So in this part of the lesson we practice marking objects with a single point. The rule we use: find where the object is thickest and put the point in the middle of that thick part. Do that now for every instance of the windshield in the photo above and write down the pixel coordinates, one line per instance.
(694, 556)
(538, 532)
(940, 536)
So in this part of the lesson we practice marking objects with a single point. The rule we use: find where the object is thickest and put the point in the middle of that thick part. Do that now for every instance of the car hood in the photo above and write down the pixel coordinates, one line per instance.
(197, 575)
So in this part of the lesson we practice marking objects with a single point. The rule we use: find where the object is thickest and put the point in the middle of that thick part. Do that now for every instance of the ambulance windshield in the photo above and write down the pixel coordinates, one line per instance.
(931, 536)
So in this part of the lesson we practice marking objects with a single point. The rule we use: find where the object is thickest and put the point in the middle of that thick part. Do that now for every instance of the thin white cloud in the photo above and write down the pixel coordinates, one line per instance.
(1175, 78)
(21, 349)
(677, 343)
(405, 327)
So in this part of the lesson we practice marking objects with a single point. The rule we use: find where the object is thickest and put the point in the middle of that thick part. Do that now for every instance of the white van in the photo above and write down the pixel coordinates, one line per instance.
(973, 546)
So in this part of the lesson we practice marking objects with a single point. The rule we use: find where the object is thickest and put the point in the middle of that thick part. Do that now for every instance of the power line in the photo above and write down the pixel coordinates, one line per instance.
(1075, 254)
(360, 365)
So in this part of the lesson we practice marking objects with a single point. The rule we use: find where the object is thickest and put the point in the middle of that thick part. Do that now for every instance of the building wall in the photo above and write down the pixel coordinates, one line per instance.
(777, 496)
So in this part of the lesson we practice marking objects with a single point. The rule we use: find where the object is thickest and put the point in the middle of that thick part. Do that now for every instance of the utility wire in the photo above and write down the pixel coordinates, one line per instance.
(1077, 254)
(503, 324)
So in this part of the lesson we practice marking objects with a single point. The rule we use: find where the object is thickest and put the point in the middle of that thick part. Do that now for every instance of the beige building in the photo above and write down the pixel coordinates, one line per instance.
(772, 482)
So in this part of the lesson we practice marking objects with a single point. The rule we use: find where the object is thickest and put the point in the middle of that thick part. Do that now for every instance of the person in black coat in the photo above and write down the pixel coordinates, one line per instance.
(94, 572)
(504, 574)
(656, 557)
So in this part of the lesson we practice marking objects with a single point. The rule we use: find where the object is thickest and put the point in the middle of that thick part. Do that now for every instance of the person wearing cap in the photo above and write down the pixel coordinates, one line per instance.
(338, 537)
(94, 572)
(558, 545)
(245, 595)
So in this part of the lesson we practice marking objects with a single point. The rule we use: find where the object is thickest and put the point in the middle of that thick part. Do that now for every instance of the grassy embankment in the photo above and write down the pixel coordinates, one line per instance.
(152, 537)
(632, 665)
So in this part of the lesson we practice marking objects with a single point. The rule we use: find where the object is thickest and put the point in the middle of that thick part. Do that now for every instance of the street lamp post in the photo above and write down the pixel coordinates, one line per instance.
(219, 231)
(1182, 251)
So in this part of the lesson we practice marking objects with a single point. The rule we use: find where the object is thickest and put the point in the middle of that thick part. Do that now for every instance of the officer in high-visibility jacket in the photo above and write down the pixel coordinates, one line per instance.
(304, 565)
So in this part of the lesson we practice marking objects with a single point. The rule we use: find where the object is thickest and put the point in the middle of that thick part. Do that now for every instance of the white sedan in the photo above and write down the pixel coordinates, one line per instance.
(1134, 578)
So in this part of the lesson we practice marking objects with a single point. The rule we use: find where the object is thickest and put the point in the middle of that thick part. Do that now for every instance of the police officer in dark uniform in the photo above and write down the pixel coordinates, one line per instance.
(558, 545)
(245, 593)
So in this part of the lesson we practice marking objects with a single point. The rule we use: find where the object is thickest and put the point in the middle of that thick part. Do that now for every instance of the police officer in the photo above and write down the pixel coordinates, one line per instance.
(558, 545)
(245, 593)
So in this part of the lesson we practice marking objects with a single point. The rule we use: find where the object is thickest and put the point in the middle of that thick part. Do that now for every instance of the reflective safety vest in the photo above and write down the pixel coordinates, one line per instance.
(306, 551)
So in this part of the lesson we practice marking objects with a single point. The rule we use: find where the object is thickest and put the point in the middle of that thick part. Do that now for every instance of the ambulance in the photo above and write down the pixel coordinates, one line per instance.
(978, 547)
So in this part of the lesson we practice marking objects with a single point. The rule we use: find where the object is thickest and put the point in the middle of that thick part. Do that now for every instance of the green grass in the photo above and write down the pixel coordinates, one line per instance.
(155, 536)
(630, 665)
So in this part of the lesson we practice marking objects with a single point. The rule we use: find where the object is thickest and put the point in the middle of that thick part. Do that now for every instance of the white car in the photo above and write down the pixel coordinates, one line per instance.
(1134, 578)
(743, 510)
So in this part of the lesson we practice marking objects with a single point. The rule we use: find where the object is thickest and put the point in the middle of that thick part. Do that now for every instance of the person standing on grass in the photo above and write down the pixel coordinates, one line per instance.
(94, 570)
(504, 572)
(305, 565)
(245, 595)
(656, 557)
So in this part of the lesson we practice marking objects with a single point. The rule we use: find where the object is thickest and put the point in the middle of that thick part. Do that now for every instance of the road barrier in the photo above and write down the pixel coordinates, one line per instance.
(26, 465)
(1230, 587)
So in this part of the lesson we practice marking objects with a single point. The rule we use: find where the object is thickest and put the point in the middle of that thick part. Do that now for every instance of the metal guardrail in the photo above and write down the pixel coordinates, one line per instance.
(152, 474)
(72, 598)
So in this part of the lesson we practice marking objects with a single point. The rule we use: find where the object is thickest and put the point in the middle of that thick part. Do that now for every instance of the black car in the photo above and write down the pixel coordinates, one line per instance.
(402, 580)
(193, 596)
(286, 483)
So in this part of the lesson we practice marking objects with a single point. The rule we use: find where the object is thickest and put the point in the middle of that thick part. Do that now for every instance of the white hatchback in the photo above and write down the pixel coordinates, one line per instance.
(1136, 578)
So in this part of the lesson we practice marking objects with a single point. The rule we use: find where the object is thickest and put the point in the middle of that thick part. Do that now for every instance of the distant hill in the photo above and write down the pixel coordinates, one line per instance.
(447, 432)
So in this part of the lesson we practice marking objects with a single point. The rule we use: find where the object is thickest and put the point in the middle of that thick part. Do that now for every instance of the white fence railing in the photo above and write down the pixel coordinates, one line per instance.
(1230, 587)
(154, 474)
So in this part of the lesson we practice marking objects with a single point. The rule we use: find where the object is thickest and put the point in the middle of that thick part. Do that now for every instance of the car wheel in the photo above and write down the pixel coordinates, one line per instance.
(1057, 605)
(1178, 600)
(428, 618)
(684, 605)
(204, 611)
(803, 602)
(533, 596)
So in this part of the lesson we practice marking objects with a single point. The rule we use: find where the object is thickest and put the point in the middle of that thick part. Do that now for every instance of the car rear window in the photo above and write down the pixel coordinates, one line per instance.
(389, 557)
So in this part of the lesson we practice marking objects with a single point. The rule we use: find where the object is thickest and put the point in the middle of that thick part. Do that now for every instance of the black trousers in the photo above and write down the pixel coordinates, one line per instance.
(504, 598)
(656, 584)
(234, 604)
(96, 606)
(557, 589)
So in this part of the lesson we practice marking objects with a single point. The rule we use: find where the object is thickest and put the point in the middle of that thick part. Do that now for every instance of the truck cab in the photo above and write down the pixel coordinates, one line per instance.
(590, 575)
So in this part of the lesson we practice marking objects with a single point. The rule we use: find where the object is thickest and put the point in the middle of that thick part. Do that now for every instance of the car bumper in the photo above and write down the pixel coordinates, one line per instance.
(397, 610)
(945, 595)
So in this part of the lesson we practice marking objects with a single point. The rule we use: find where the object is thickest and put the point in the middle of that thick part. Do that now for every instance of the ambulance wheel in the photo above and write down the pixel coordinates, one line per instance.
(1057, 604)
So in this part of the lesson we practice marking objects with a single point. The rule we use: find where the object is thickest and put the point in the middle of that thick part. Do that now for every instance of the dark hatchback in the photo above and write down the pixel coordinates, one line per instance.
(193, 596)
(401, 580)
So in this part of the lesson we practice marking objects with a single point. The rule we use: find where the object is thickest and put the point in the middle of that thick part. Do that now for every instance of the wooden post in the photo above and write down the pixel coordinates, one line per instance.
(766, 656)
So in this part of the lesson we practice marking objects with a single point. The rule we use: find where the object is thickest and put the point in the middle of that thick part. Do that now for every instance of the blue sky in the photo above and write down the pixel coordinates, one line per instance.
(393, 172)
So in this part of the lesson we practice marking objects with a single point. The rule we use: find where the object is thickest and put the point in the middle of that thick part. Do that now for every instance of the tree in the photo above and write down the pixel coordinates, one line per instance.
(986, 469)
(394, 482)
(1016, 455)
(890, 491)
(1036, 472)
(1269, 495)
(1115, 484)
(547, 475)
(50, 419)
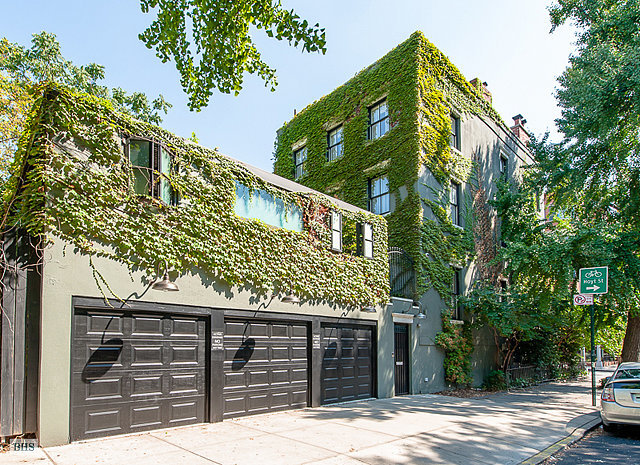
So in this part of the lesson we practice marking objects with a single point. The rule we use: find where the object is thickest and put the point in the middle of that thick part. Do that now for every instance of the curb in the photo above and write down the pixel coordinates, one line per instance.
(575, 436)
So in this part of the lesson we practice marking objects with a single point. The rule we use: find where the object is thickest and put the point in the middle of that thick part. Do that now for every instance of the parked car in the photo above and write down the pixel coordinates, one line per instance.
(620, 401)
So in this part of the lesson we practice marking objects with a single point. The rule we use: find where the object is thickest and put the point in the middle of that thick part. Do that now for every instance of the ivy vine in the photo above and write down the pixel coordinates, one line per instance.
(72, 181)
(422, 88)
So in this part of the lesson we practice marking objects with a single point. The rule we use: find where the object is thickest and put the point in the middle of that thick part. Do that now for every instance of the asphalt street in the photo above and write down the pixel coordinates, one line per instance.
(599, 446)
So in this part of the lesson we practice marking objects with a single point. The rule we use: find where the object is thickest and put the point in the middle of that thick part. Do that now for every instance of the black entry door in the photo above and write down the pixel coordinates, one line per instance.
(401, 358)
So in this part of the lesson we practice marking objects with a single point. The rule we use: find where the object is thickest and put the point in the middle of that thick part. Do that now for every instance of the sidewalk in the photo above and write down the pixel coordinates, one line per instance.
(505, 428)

┄┄┄┄┄┄┄┄┄┄

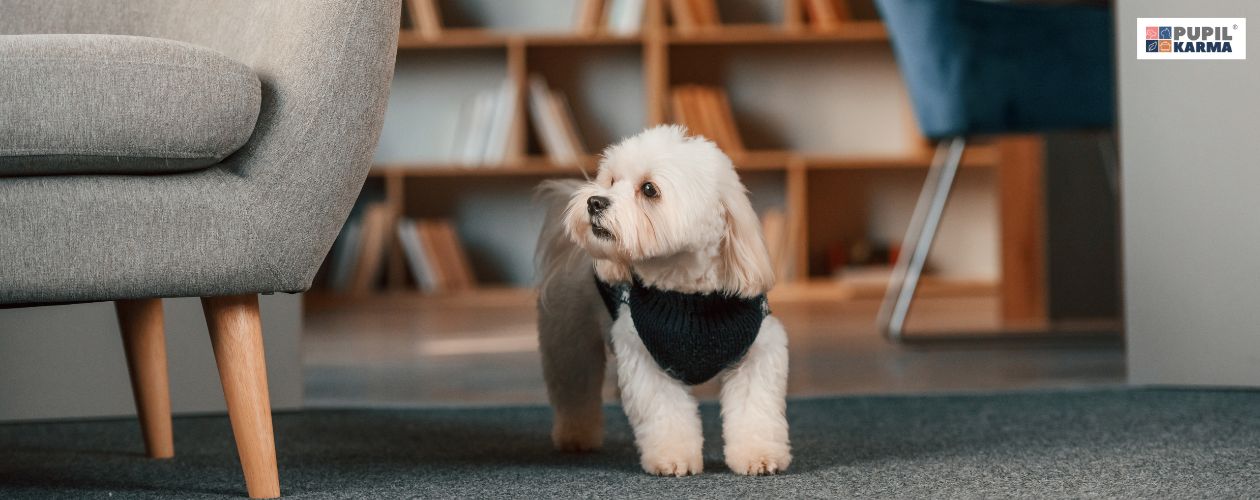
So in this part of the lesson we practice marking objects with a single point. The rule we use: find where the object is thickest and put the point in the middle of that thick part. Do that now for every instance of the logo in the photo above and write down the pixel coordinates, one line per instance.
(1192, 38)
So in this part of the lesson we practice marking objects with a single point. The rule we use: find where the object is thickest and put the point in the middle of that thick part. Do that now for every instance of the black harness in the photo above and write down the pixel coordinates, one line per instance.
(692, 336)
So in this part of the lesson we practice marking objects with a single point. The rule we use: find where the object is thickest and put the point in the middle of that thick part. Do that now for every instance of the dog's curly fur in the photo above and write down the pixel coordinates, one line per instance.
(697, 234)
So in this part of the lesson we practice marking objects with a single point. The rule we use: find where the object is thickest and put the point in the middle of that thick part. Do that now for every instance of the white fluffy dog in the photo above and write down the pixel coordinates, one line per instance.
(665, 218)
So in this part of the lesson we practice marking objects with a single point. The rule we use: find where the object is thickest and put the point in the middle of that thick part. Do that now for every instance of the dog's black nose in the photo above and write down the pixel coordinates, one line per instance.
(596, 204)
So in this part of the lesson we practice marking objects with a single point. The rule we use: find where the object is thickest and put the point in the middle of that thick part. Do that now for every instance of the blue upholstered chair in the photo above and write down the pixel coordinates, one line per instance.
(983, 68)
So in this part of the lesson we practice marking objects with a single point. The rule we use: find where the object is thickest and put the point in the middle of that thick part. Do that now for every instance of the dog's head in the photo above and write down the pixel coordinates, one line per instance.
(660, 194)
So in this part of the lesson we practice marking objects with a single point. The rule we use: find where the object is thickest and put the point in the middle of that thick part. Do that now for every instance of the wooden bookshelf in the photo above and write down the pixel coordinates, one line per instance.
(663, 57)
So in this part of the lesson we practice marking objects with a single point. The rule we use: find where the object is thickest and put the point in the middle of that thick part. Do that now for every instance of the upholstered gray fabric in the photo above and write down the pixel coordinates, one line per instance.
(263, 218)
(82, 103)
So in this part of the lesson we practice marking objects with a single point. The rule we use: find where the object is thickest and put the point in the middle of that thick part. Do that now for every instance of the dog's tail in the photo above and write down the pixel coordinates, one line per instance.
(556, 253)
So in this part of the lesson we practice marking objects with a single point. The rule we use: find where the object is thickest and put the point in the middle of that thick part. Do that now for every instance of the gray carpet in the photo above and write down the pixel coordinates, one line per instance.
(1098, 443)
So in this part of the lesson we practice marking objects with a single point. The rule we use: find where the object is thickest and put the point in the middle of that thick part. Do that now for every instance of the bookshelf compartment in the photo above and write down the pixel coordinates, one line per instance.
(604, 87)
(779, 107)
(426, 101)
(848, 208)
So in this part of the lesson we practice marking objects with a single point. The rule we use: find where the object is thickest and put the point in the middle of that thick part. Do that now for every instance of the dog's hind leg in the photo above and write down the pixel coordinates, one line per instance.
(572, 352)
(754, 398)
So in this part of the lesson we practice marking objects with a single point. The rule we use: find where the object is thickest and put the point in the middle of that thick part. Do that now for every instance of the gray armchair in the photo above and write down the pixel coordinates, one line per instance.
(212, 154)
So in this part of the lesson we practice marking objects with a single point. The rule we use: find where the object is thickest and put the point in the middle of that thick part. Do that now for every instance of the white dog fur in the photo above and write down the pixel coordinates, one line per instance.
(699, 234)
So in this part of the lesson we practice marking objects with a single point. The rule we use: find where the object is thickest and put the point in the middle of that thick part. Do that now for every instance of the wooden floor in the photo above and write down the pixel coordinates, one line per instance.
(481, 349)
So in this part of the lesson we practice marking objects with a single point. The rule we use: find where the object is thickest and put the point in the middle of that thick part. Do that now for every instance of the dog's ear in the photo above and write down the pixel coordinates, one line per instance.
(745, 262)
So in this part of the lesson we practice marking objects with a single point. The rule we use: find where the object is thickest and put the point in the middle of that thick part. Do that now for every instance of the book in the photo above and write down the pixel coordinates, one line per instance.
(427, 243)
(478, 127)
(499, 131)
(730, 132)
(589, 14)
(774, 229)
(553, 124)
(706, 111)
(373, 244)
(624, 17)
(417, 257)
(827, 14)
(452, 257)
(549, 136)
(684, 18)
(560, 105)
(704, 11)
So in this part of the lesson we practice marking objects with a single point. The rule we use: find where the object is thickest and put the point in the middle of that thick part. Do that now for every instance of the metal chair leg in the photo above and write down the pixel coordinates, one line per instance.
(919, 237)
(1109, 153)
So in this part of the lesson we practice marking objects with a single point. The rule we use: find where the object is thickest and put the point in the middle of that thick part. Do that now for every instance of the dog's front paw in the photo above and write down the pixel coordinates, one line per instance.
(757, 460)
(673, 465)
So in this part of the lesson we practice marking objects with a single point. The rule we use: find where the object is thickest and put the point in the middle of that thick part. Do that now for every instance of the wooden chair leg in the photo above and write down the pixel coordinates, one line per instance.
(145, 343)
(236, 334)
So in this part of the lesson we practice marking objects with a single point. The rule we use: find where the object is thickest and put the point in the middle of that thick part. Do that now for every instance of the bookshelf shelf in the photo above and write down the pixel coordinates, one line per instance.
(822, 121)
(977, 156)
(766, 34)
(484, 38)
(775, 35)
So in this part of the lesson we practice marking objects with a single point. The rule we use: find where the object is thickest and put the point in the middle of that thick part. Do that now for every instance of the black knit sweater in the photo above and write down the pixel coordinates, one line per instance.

┄┄┄┄┄┄┄┄┄┄

◆ Given exercise:
Collect every line of the material above that contains the string "wheel", copying each matching line in full. Matching is case-sensitive.

◆ Written solution:
So in this part of the lesson we practice marking objects with a single point. The rule we use: find where the object is thickest and put the point in the middle of that thick part. Do that now for every instance of the car wheel in the photo above and write down the pixel coordinates, one line per instance.
So in this part of the lesson we practice marking objects with a single point. The rule we use: find where the object is thickest and put the point in the middle of that thick part. Do that now for every instance of the ambulance wheel in the photo above and write down the pixel coordinates, one line per instance.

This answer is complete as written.